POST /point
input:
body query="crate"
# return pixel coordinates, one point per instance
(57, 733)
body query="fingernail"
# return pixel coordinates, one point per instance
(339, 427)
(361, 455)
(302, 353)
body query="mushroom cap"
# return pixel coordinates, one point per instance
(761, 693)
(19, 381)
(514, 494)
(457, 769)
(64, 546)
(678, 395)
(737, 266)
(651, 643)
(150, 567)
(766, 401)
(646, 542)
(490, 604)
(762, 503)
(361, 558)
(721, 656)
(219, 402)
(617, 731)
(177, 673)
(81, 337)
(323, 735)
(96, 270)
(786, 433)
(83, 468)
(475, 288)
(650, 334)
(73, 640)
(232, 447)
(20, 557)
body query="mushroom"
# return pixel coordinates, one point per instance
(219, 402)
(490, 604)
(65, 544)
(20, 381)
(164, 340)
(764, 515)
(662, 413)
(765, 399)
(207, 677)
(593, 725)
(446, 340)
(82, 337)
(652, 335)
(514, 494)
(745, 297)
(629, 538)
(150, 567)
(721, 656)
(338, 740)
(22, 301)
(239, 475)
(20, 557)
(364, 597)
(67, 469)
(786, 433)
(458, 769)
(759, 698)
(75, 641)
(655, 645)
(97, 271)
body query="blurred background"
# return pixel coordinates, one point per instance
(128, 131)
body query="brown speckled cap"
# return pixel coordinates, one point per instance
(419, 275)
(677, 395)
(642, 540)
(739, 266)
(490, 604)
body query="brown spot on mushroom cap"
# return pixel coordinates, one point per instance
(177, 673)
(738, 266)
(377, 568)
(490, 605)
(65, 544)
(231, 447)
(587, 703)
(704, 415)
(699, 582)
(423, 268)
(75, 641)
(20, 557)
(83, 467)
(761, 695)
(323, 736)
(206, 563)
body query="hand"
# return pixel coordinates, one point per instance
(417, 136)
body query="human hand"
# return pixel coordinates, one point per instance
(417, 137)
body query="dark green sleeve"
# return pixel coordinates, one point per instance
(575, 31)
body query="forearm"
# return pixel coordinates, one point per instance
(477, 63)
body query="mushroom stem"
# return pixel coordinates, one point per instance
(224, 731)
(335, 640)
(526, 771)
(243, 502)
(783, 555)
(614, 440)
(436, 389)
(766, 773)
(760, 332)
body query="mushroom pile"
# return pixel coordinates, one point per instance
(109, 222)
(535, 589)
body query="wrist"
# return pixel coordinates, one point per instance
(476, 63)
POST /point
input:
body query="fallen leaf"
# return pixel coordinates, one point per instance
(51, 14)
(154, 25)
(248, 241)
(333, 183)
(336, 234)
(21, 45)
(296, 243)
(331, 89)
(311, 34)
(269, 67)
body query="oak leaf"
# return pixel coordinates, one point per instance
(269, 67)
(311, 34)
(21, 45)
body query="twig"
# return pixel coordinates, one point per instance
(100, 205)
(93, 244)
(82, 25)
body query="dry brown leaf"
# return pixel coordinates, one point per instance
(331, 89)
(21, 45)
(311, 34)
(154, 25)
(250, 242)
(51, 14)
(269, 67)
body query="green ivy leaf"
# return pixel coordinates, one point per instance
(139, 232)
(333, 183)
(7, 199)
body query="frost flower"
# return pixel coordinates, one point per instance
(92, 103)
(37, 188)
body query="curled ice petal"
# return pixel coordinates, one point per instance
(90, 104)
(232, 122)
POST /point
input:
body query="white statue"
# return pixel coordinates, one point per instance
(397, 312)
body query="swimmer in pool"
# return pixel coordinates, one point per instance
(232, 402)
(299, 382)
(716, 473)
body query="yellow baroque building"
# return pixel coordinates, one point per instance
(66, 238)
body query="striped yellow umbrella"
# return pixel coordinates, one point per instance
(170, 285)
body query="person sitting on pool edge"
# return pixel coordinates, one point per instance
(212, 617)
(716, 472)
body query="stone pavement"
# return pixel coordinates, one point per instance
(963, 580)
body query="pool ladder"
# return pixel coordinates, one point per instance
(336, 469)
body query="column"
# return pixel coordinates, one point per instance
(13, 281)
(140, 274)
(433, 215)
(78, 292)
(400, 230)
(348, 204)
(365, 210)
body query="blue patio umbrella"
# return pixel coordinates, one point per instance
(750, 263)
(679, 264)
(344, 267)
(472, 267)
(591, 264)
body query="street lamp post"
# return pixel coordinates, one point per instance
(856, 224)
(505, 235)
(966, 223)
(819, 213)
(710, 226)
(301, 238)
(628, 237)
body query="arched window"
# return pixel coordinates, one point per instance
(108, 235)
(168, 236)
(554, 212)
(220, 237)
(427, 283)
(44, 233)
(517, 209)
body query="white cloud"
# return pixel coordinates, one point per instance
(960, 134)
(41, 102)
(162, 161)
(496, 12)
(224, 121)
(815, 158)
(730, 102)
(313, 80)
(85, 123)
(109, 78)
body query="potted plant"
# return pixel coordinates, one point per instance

========

What is being asked – Every line of the data above should be copied exactly.

Task output –
POST /point
input:
body query="crate"
# return pixel coordinates, one point per instance
(57, 733)
body query="fingernail"
# return pixel coordinates, one point per instance
(339, 427)
(361, 455)
(302, 353)
body query="mushroom cap"
# return pixel coordinates, one point per instance
(761, 693)
(19, 381)
(514, 494)
(457, 769)
(64, 546)
(678, 395)
(737, 266)
(651, 643)
(150, 567)
(766, 401)
(646, 542)
(490, 604)
(762, 503)
(361, 558)
(721, 656)
(219, 402)
(617, 731)
(177, 673)
(81, 337)
(323, 735)
(96, 270)
(786, 433)
(83, 468)
(475, 288)
(650, 334)
(73, 640)
(232, 447)
(20, 557)
body query="mushroom"
# return pixel coordinates, one point per instance
(219, 402)
(490, 604)
(65, 544)
(20, 381)
(164, 340)
(764, 515)
(662, 413)
(765, 399)
(207, 677)
(593, 725)
(446, 340)
(82, 337)
(652, 335)
(514, 494)
(745, 297)
(629, 538)
(150, 567)
(721, 656)
(338, 740)
(22, 301)
(239, 475)
(20, 557)
(364, 597)
(67, 469)
(786, 433)
(458, 769)
(759, 698)
(75, 641)
(655, 645)
(97, 271)
body query="blurred background"
# return pixel coordinates, one point per instance
(128, 131)
body query="brown speckled cap"
# return pixel coordinates, one point per instance
(419, 275)
(677, 395)
(642, 540)
(739, 266)
(490, 604)
body query="brown spot on mushroom cap"
# return pixel coordinates, one point per instance
(177, 673)
(738, 266)
(377, 568)
(490, 605)
(65, 544)
(231, 447)
(587, 703)
(704, 415)
(699, 582)
(423, 268)
(75, 641)
(20, 557)
(83, 467)
(761, 695)
(323, 736)
(206, 563)
body query="hand"
# return pixel coordinates, one point per instance
(417, 136)
body query="human hand"
# return pixel coordinates, one point per instance
(417, 137)
body query="dark green sleeve"
# return pixel coordinates, one point per instance
(575, 31)
body query="forearm"
# return pixel coordinates, one point per instance
(477, 63)
body query="mushroom stem"
# return pixel coordinates, one point per instance
(224, 731)
(335, 640)
(526, 771)
(243, 502)
(783, 555)
(614, 440)
(436, 389)
(766, 773)
(760, 332)
body query="mushroom pile"
# return pixel coordinates, one point per instance
(109, 222)
(535, 589)
body query="wrist"
# return pixel coordinates, one point per instance
(476, 63)
POST /point
input:
body query="fallen leaf"
# return pixel coordinates, one point per instance
(51, 14)
(154, 25)
(248, 241)
(333, 183)
(336, 234)
(21, 45)
(296, 243)
(331, 89)
(311, 34)
(269, 67)
body query="oak leaf"
# return pixel coordinates, one point per instance
(269, 67)
(311, 34)
(21, 45)
body query="twig"
# return pixel coordinates, one point per instance
(100, 205)
(93, 244)
(82, 25)
body query="dry brown leaf"
# return pixel coordinates, one point per instance
(331, 89)
(21, 45)
(311, 34)
(154, 25)
(250, 242)
(51, 14)
(269, 67)
body query="green ivy leaf"
# return pixel coordinates, one point per instance
(139, 232)
(333, 183)
(7, 199)
body query="frost flower"
# return pixel coordinates, one point per instance
(92, 103)
(37, 188)
body query="curled ice petal"
# return pixel coordinates, one point per instance
(90, 104)
(232, 122)
POST /point
input:
body query="white statue"
# return pixel coordinates, one point per instance
(397, 312)
body query="swimmer in pool"
# return pixel coordinates, one point per instance
(232, 402)
(299, 382)
(716, 473)
body query="yellow baroque building"
# return pixel coordinates, one point per instance
(66, 238)
body query="striped yellow umbrella"
# return pixel coordinates, one point per instance
(170, 285)
body query="person sitting on pool edge"
# return pixel coordinates, one point per instance
(212, 617)
(716, 472)
body query="stone pavement"
# return pixel coordinates, one point per instance
(963, 580)
body query="pool ladder"
# return pixel coordinates, one point per instance
(336, 469)
body query="column"
# return pixel coordinates, one point per instance
(13, 281)
(140, 274)
(433, 215)
(78, 292)
(400, 230)
(348, 204)
(365, 210)
body query="blue patio umbrella"
# return pixel coordinates, one point per instance
(750, 263)
(679, 264)
(344, 267)
(472, 267)
(591, 264)
body query="street lamp post"
# return pixel coordinates, one point per instance
(856, 224)
(505, 235)
(966, 223)
(819, 213)
(710, 226)
(301, 238)
(628, 237)
body query="arched window"
# return pixel coordinates, one point per instance
(108, 235)
(168, 236)
(554, 212)
(220, 237)
(427, 283)
(44, 233)
(517, 209)
body query="white cloud"
# return pixel coordinates, one point per instance
(960, 134)
(41, 102)
(162, 161)
(496, 12)
(224, 121)
(815, 158)
(730, 102)
(313, 80)
(85, 123)
(109, 78)
body query="potted plant"
# return pixel coordinates, one point per instance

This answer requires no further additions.